▸ Instructions to follow
Reproduce only the lines from the one containing "tree. Report pixel corners as JSON arrays." through the one containing "[[468, 341, 514, 403], [580, 234, 605, 273]]", inclusive, with the requests kept as they are. In the answers, multiply every box coordinate by 0.6 and round to the nearest whole number, rounding halves up, but leave the numbers in the requests and their format samples unchanged.

Box annotations for photos:

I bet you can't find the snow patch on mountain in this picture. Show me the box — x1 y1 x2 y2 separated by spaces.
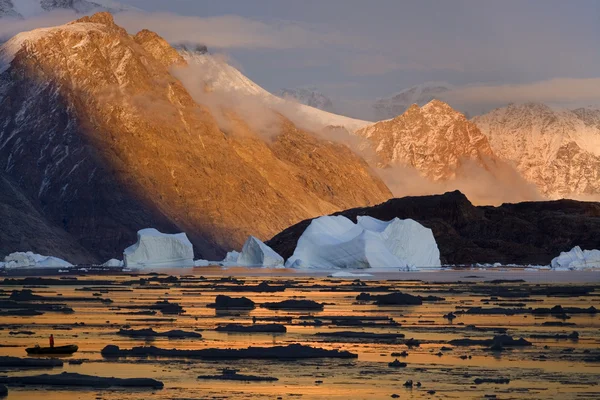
286 216 441 271
551 246 600 271
276 87 334 112
123 228 194 268
179 48 371 132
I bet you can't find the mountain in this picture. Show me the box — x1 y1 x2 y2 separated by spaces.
0 0 132 18
473 103 600 198
266 191 600 265
0 13 391 260
373 82 452 120
179 46 371 132
276 88 334 112
355 100 494 181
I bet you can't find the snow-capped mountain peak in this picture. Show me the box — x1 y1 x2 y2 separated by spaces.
276 87 334 112
473 103 600 198
373 82 452 120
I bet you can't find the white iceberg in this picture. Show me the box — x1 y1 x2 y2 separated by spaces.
221 250 240 264
550 246 600 271
123 228 194 268
4 251 73 269
102 258 123 267
237 236 283 268
328 271 373 278
285 216 441 270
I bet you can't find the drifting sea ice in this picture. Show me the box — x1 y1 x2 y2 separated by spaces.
286 216 441 271
236 236 283 268
550 246 600 271
123 228 194 268
3 251 73 269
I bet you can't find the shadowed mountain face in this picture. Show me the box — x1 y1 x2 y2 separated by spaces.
0 13 390 259
267 191 600 265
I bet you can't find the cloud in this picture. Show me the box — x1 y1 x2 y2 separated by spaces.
441 78 600 109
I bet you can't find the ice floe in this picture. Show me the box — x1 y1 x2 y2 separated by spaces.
123 228 194 268
3 251 73 269
236 236 283 268
286 216 441 270
102 258 123 267
550 246 600 271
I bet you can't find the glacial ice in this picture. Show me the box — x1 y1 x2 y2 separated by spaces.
3 251 73 269
550 246 600 271
123 228 194 268
285 216 441 270
102 258 123 267
237 236 283 268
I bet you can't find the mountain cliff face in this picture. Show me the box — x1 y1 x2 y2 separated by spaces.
0 13 390 260
356 100 494 181
276 88 334 112
0 0 130 18
267 191 600 265
373 82 451 120
473 103 600 198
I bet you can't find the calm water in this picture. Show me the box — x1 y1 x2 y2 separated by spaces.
0 269 600 399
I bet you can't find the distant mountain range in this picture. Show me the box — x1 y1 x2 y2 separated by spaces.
275 87 335 112
0 0 133 18
0 13 391 262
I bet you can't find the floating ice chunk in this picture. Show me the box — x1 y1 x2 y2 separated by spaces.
286 216 441 270
222 250 240 264
123 228 194 268
4 251 73 269
237 236 283 268
102 258 123 267
550 246 600 271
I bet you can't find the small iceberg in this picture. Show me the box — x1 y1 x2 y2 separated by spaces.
550 246 600 271
286 216 441 271
3 251 73 269
123 228 194 268
237 236 283 268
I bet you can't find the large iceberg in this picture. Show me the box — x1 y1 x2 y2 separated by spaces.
285 216 441 270
237 236 283 268
123 228 194 268
3 251 73 269
550 246 600 270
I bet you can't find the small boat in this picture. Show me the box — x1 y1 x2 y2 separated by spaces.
25 344 79 354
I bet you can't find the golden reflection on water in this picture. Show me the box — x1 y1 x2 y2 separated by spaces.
0 269 600 399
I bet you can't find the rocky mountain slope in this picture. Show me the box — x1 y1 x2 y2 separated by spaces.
0 13 391 259
0 0 131 18
373 82 452 120
473 103 600 198
356 100 494 181
275 87 334 113
267 191 600 265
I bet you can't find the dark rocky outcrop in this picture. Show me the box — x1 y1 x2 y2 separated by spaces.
215 324 287 333
260 299 323 311
266 191 600 264
102 344 358 360
207 294 256 310
0 372 164 389
117 328 202 339
0 356 63 368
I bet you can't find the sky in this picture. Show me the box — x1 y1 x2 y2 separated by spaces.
4 0 600 116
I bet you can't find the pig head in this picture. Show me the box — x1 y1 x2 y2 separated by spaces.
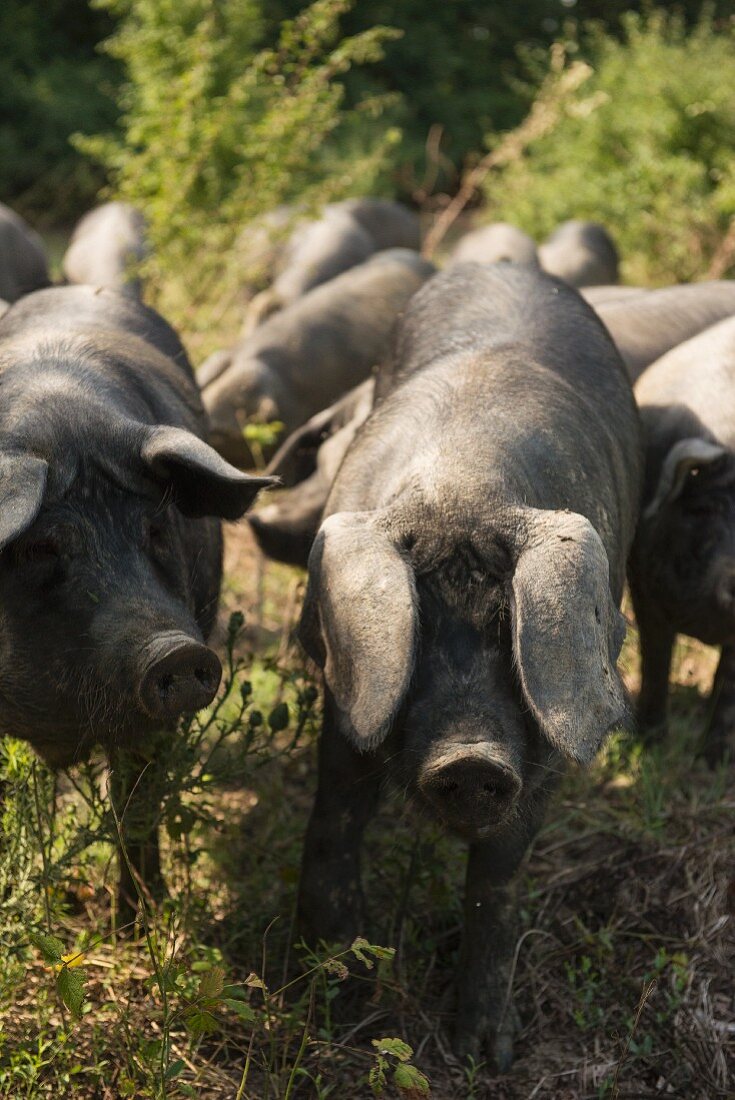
301 507 626 839
0 413 271 766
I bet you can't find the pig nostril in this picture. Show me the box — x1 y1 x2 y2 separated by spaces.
437 780 459 794
158 675 174 695
139 636 222 718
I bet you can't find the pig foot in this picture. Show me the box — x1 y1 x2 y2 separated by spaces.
110 749 166 924
453 822 546 1074
633 589 676 745
452 994 520 1074
118 838 167 925
700 646 735 768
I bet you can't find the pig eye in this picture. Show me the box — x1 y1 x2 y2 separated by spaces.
14 539 62 584
143 519 166 554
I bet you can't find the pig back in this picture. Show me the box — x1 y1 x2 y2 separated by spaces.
596 281 735 382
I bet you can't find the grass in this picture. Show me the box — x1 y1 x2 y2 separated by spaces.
0 227 735 1100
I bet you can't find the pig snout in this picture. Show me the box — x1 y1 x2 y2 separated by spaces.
418 744 523 834
139 631 222 719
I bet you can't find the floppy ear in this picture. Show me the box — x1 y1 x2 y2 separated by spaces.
141 427 277 519
644 439 729 519
0 451 48 550
513 510 627 763
299 513 418 749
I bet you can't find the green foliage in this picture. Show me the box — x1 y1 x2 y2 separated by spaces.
485 11 735 284
368 1038 429 1100
0 0 118 224
79 0 397 334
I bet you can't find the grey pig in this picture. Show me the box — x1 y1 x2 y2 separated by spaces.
0 202 51 303
0 287 272 902
449 221 538 267
204 249 435 465
299 264 641 1069
248 378 375 569
630 317 735 763
538 220 619 286
243 198 420 327
62 202 149 295
595 281 735 382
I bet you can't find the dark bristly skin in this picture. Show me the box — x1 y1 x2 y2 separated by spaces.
204 249 435 466
0 202 51 301
630 317 735 763
595 279 735 382
299 264 641 1069
0 287 270 906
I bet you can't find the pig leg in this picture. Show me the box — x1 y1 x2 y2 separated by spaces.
702 646 735 768
110 749 165 923
453 794 546 1074
298 693 382 943
634 595 676 741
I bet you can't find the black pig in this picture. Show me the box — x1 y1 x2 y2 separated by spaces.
299 264 641 1068
0 286 271 902
630 317 735 763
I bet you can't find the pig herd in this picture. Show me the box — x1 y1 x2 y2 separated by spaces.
0 199 735 1070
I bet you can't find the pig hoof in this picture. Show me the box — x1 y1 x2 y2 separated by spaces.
493 1029 515 1074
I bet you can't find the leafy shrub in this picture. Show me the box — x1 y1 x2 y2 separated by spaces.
485 11 735 283
0 0 118 224
79 0 397 343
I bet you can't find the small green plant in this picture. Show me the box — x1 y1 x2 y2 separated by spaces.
368 1038 429 1100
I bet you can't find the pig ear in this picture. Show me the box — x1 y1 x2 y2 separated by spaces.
644 439 729 519
513 512 627 763
0 452 48 550
300 513 418 749
141 427 277 519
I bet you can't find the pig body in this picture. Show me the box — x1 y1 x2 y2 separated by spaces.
0 202 51 303
248 378 375 569
0 287 272 886
204 249 434 464
538 220 618 286
630 317 735 762
327 198 421 252
299 264 640 1068
580 285 648 309
450 221 538 267
243 198 420 327
595 281 735 382
62 202 147 295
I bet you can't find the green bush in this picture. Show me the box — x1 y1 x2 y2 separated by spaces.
0 0 118 224
485 11 735 284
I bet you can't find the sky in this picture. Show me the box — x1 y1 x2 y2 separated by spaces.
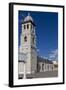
18 11 58 60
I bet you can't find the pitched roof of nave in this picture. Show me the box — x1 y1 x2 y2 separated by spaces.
37 56 53 64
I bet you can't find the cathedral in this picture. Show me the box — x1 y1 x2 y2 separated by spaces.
18 14 57 77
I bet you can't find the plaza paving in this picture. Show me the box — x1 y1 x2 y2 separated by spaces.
20 71 58 79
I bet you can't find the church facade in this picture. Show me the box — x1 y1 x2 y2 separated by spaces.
18 14 57 78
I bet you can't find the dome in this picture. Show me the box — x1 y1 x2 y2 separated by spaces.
24 13 33 22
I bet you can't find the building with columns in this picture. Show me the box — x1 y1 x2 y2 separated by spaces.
18 14 57 79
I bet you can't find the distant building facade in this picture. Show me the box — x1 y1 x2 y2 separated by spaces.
18 14 57 75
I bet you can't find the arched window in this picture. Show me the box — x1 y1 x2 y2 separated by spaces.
27 24 29 29
24 36 27 42
24 25 26 29
33 37 34 43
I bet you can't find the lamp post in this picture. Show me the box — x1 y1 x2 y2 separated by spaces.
18 53 27 79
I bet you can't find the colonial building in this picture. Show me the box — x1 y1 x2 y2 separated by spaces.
18 14 57 76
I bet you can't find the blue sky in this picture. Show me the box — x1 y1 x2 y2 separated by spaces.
18 11 58 58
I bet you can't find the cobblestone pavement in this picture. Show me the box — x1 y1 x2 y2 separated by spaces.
20 71 58 79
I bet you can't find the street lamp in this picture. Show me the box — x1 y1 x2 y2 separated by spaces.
18 53 27 79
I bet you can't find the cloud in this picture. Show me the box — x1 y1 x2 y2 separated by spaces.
49 49 58 60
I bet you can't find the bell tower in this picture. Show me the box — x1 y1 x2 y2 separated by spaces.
20 14 37 74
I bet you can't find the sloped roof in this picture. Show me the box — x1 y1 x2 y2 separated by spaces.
37 56 53 64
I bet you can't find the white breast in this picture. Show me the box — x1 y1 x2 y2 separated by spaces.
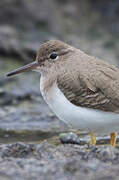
40 77 119 134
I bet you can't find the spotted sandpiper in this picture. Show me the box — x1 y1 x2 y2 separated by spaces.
7 40 119 146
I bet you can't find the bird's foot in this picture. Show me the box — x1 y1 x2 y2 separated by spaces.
110 132 117 147
90 132 96 145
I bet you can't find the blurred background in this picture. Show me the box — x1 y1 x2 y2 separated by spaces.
0 0 119 142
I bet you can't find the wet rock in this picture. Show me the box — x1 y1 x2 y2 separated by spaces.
0 143 35 158
60 132 86 145
0 141 119 180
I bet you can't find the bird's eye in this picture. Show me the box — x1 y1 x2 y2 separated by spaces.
50 52 58 60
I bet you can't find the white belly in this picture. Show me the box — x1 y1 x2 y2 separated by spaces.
40 78 119 134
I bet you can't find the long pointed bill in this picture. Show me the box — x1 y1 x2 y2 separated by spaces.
7 61 38 76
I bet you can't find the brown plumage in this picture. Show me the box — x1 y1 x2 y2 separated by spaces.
37 41 119 113
7 41 119 146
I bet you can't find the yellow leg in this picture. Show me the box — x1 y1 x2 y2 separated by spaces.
110 132 117 147
90 132 96 145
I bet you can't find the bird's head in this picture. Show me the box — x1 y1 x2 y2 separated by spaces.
7 40 74 76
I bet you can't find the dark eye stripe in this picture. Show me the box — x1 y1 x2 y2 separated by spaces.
50 52 57 59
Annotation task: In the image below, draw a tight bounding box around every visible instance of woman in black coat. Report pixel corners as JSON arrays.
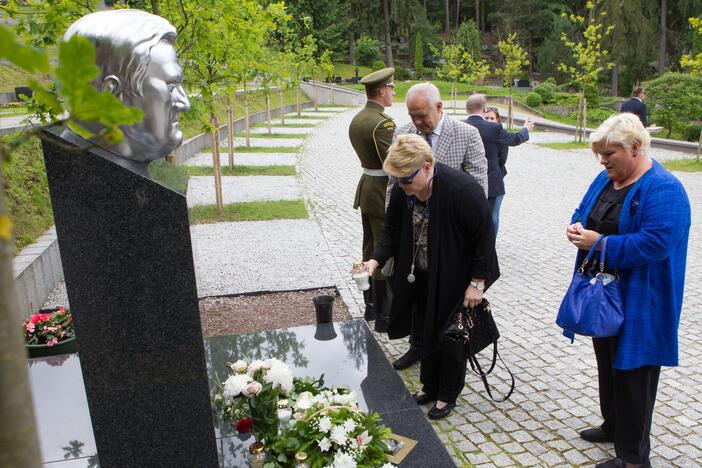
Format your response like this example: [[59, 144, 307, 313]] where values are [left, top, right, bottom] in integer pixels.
[[365, 135, 499, 419]]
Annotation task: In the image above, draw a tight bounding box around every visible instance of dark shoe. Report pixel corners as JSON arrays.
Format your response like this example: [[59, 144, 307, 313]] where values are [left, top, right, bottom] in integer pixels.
[[595, 458, 625, 468], [363, 288, 375, 322], [412, 393, 436, 405], [392, 348, 422, 370], [580, 427, 614, 443], [427, 403, 456, 419]]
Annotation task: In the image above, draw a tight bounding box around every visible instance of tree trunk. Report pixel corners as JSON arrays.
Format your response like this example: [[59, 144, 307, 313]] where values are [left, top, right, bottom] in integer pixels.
[[444, 0, 451, 34], [349, 31, 356, 67], [383, 0, 396, 67], [227, 93, 234, 169], [211, 114, 223, 216], [244, 82, 251, 148], [0, 165, 41, 468], [658, 0, 668, 75], [475, 0, 483, 31], [456, 0, 461, 32], [610, 62, 619, 97]]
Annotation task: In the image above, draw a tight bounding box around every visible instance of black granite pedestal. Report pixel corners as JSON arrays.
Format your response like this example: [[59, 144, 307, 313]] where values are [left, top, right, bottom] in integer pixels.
[[43, 129, 218, 468]]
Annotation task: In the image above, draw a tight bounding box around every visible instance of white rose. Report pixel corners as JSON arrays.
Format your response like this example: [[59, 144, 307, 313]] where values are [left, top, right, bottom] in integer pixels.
[[229, 359, 248, 372], [223, 374, 251, 400], [241, 374, 263, 398], [317, 437, 331, 452], [295, 392, 314, 411]]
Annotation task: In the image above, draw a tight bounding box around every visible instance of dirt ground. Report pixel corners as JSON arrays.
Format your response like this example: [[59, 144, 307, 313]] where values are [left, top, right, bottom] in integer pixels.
[[200, 288, 351, 336]]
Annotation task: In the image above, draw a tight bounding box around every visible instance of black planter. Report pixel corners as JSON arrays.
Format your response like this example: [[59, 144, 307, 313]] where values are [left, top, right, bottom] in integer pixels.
[[312, 295, 334, 323]]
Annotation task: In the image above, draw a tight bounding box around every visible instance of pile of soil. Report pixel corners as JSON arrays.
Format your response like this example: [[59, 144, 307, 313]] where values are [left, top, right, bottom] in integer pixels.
[[200, 288, 351, 336]]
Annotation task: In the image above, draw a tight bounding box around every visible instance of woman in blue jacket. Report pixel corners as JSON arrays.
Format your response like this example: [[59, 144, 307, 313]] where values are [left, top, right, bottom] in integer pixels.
[[566, 114, 690, 468]]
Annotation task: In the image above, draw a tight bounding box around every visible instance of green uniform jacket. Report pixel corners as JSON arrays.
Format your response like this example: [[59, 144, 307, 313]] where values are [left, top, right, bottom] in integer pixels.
[[349, 100, 395, 218]]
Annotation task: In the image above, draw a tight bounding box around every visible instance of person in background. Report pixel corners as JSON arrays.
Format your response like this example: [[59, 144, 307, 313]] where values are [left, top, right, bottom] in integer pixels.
[[365, 135, 500, 419], [566, 113, 690, 468], [349, 68, 395, 332], [621, 86, 648, 127], [466, 94, 534, 236]]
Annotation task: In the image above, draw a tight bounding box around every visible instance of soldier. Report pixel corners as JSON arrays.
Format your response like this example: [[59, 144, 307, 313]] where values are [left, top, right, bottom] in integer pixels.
[[349, 68, 395, 332]]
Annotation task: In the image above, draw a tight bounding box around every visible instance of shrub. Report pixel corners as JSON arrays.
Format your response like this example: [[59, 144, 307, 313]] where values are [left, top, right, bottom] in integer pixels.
[[371, 60, 386, 71], [527, 93, 542, 107], [395, 67, 412, 81], [356, 34, 383, 68], [534, 82, 557, 104], [685, 124, 702, 141]]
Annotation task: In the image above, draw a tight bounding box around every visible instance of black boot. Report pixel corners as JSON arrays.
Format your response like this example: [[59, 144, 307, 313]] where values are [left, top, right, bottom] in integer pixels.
[[373, 279, 390, 333], [363, 281, 375, 322]]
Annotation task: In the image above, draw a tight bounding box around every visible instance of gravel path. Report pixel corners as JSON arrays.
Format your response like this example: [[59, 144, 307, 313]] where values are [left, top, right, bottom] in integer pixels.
[[188, 176, 300, 208], [184, 151, 297, 167]]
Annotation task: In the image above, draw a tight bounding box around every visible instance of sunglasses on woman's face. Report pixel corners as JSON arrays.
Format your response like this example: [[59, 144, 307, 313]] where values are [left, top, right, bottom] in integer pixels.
[[397, 167, 422, 185]]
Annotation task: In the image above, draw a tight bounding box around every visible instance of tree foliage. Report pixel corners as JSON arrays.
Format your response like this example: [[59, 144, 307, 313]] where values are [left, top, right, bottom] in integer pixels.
[[644, 73, 702, 137]]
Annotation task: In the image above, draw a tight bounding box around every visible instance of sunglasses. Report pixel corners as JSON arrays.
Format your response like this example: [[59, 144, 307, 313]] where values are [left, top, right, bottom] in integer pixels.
[[397, 167, 422, 185]]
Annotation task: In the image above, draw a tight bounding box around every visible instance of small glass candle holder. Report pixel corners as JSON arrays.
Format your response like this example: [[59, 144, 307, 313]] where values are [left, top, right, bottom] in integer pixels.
[[351, 262, 370, 291]]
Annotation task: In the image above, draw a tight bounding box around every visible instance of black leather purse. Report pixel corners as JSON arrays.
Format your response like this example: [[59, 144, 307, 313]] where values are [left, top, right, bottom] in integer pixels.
[[442, 298, 514, 401]]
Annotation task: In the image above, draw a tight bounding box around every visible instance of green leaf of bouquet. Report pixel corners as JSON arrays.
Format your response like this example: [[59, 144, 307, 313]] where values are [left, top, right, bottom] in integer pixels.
[[0, 25, 49, 73]]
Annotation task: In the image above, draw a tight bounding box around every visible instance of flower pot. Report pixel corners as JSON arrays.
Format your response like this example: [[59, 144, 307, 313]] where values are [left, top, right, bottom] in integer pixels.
[[249, 396, 278, 444], [25, 336, 76, 358], [312, 295, 334, 323]]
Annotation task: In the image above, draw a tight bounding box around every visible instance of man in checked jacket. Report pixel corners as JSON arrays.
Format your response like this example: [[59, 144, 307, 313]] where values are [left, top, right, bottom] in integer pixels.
[[385, 83, 488, 370]]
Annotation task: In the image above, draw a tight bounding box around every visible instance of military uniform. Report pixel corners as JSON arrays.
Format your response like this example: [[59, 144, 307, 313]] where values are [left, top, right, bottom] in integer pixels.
[[349, 100, 395, 261], [349, 68, 395, 331]]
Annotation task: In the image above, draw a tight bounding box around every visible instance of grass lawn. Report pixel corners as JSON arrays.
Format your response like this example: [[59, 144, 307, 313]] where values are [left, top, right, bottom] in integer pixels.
[[662, 159, 702, 172], [537, 141, 590, 150], [234, 132, 307, 138], [178, 165, 295, 176], [2, 138, 54, 250], [190, 200, 309, 224]]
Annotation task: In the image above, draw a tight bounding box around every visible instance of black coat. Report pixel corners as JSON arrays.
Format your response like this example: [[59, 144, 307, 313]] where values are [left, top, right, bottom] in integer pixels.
[[466, 115, 529, 198], [622, 98, 648, 127], [373, 163, 500, 353]]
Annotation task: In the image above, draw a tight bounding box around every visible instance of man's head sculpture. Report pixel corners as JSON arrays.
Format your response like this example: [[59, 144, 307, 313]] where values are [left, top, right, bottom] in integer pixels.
[[63, 10, 190, 164]]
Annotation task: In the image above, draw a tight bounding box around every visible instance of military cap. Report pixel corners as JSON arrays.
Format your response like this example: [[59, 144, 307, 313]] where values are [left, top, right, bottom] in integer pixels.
[[360, 67, 395, 86]]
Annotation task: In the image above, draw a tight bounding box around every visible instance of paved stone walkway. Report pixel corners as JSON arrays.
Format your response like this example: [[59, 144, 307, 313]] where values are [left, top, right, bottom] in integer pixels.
[[300, 105, 702, 467]]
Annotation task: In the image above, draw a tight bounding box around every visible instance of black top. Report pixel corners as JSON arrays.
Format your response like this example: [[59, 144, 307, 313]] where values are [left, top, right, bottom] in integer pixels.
[[585, 182, 634, 273]]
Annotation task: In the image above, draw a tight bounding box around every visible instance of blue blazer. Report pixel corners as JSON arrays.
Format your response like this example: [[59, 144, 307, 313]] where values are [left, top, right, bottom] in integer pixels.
[[571, 161, 690, 370], [622, 98, 648, 127], [466, 115, 529, 198]]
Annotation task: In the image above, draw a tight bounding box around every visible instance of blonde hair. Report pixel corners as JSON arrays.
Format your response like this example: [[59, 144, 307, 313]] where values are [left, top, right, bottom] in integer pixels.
[[590, 112, 651, 155], [383, 134, 434, 178]]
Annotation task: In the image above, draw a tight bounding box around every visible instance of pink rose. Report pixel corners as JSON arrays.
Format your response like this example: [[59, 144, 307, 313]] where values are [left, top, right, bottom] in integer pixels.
[[241, 380, 263, 398]]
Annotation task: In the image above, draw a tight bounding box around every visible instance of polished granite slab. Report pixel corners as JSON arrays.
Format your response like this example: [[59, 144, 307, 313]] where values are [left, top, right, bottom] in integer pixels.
[[29, 320, 454, 468]]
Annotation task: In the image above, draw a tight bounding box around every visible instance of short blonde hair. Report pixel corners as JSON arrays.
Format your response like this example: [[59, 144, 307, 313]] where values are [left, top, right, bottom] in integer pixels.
[[383, 134, 434, 178], [590, 112, 651, 155]]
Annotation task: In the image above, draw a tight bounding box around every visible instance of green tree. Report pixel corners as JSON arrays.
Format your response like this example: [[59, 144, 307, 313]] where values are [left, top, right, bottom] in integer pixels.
[[558, 0, 613, 141], [496, 33, 529, 128], [414, 33, 424, 79], [0, 24, 142, 467], [644, 73, 702, 138]]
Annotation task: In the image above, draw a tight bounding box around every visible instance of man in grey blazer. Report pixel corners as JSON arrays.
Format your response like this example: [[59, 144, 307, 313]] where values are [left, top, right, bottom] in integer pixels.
[[385, 83, 488, 370]]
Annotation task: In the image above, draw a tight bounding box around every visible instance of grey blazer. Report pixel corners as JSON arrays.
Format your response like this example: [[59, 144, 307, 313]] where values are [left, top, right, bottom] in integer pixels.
[[385, 112, 488, 202]]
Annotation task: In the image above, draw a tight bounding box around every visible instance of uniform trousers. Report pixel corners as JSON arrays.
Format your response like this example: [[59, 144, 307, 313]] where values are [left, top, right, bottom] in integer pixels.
[[592, 336, 661, 465], [410, 270, 467, 404]]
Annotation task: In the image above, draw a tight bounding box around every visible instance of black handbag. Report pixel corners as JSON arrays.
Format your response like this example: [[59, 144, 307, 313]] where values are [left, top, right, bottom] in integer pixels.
[[442, 298, 514, 401]]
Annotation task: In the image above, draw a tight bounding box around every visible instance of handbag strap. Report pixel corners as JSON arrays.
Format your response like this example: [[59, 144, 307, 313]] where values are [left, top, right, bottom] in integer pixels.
[[468, 341, 514, 403], [580, 234, 605, 273]]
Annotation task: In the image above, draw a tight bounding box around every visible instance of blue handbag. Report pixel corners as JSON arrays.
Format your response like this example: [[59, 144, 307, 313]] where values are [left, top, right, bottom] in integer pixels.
[[556, 235, 624, 342]]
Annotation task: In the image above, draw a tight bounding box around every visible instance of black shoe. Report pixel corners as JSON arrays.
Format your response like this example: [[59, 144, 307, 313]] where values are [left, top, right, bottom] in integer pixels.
[[412, 393, 436, 405], [595, 458, 626, 468], [580, 427, 614, 443], [392, 348, 422, 370], [427, 403, 456, 419]]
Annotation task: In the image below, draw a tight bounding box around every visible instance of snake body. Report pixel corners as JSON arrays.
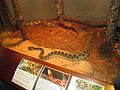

▸ Result of this exercise
Annotation task: In the image above, draw a tight bounding box around every visible instance of green tree. Report pixel corners as JSON arrays.
Format your response like this example: [[59, 144, 307, 313]] where values are [left, top, right, bottom] in integer pixels.
[[335, 0, 368, 85], [298, 20, 317, 77], [248, 20, 254, 47], [0, 14, 85, 280], [386, 44, 421, 83]]
Annotation task: In the image above, draw a tight bounding box around every visible instance of man in grey blazer. Report pixel corners as JSON arrays.
Format your response like this example: [[59, 144, 307, 313]] where values are [left, top, right, bottom] in integer pixels.
[[231, 50, 293, 222]]
Annotation task: In the image above, draw a tight bounding box around every visible instance of grey blazer. Report pixel corners as JSON arrays.
Format your response like this example: [[59, 144, 307, 313]] where values are [left, top, right, bottom] in integer pixels.
[[231, 67, 293, 121]]
Annotation task: In the image above, draw a tight bounding box around every visible instance of uniform trousers. Report pixel corners as JSON arrays.
Format your response like this example: [[59, 144, 307, 313]] where values are [left, top, right, bottom] in integer pixels.
[[355, 202, 397, 279], [246, 162, 280, 242]]
Annotation task: In the image above, draw a tight bounding box around every visible instance of black handbag. Report pixel corners as JSON arrays.
Format your response like this example: [[59, 144, 307, 313]] where values are [left, top, right, bottom] in integer pixels.
[[265, 179, 308, 241]]
Annotation task: In the image above, draw a tight bounding box around every visible instance of handbag strap. Report pixel corners as JSON arrays.
Format your response like this example: [[59, 144, 307, 313]] where values are [left, top, right, bottom] in integer pixels.
[[281, 205, 308, 242], [348, 140, 363, 164]]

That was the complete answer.